__PASSAGE FOR REVIEW__:
------------------------------------

The indictment that unquestioning acceptance of ecclesiastic authority invalidated the reasoning of those monastic scholars from a scientific standpoint is thus seen to be without foundation. We have, however, still to consider a particular form of it. The analytic nature of their reasoning has often been denied on the ground that their arguments can have been only arguments from authority: subject to the authority of the Pope as they were, they had no other method left of establishing or refuting a proposition than to adduce for or against it literary authorities recognized by that supreme authority.

But this is not so. The point can be cleared up by a reference to St. Thomas. He taught indeed that authority was of decisive importance in matters involving Revelation— namely, the authority of those to whom the revelations had been made—but he also taught that in everything else (and this includes, of course, the whole field of economics) any argument from authority was ‘extremely weak.’ Of course, the scholastics all quoted copiously, but so do we. They deferred to authority—where they agreed with it—more than we do because they emphasized cooperative rather than individual opinion and attached great importance to continuity of doctrine. But this is all.

------------------------------------

__GIVEN RECORDS__:
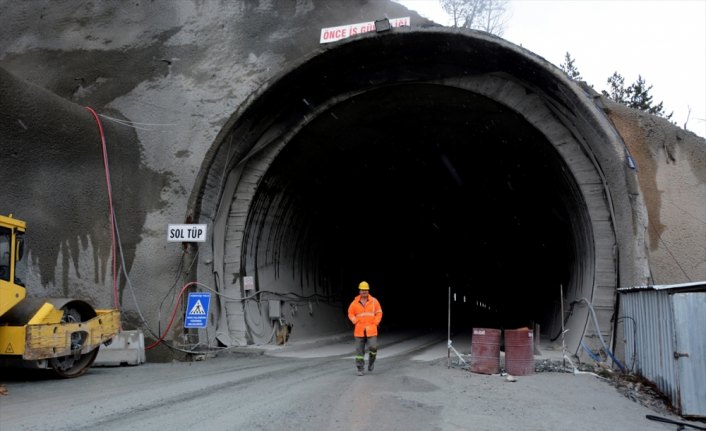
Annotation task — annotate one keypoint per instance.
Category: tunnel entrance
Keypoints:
(418, 161)
(418, 188)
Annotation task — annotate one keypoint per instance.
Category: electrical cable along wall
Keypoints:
(419, 160)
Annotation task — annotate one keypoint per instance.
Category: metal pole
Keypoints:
(448, 340)
(563, 345)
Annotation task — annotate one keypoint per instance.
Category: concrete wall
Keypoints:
(173, 76)
(173, 73)
(671, 169)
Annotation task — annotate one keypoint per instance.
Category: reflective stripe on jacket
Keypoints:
(366, 318)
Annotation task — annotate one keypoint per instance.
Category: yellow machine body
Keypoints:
(36, 329)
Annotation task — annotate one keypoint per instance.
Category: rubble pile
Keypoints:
(631, 386)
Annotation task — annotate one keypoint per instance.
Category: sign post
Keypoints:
(197, 310)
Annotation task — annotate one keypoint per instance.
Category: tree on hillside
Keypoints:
(486, 15)
(570, 68)
(636, 95)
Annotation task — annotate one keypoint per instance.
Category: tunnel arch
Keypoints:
(412, 98)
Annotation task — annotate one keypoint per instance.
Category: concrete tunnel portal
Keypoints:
(403, 160)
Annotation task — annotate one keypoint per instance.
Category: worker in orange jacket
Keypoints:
(366, 313)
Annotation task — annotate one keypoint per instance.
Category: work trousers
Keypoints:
(360, 343)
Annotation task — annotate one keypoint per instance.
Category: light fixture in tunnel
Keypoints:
(382, 25)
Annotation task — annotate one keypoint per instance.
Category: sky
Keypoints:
(664, 41)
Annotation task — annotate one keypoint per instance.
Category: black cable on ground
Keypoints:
(673, 422)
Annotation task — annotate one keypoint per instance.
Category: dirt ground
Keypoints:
(415, 386)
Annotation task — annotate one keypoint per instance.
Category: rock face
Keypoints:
(671, 169)
(197, 101)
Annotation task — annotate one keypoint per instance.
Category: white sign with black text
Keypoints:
(186, 233)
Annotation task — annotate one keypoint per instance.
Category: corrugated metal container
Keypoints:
(665, 336)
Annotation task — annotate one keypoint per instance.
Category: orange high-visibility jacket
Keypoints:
(365, 318)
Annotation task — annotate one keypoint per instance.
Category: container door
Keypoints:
(690, 353)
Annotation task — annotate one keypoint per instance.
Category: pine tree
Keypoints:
(570, 68)
(636, 95)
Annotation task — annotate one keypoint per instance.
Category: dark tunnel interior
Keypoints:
(418, 189)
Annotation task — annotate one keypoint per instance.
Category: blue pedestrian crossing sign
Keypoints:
(197, 310)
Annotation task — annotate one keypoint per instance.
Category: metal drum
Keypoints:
(485, 351)
(519, 351)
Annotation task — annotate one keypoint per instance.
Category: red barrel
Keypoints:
(485, 351)
(519, 351)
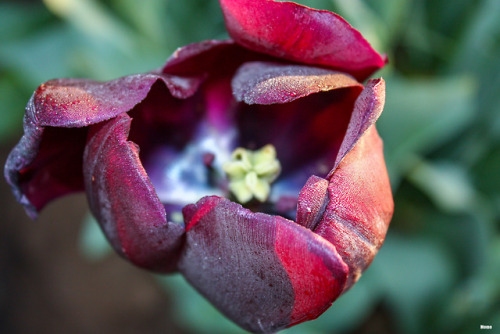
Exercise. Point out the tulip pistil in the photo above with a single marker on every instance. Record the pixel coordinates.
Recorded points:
(251, 173)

------------------------------------

__WORK TASK 1__: Rewrite the paragraph of the passage on scholastic reasoning that begins "But this is not so." more briefly, keeping its main facts.
__WORK TASK 2__: From the passage on scholastic reasoning, output the words from "The indictment that" to "that supreme authority." without any change.
The items were taken from a different source than the passage.

__FINAL ANSWER 1__: St. Thomas shows that the claim is false. He held that authority was decisive in matters of Revelation but that, in everything else, including economics, an argument from authority was "extremely weak." The scholastics quoted copiously, as we do. They deferred to authority more than we do, but only where they agreed with it, because they valued cooperative over individual opinion and continuity of doctrine. That is all.

__FINAL ANSWER 2__:
The indictment that unquestioning acceptance of ecclesiastic authority invalidated the reasoning of those monastic scholars from a scientific standpoint is thus seen to be without foundation. We have, however, still to consider a particular form of it. The analytic nature of their reasoning has often been denied on the ground that their arguments can have been only arguments from authority: subject to the authority of the Pope as they were, they had no other method left of establishing or refuting a proposition than to adduce for or against it literary authorities recognized by that supreme authority.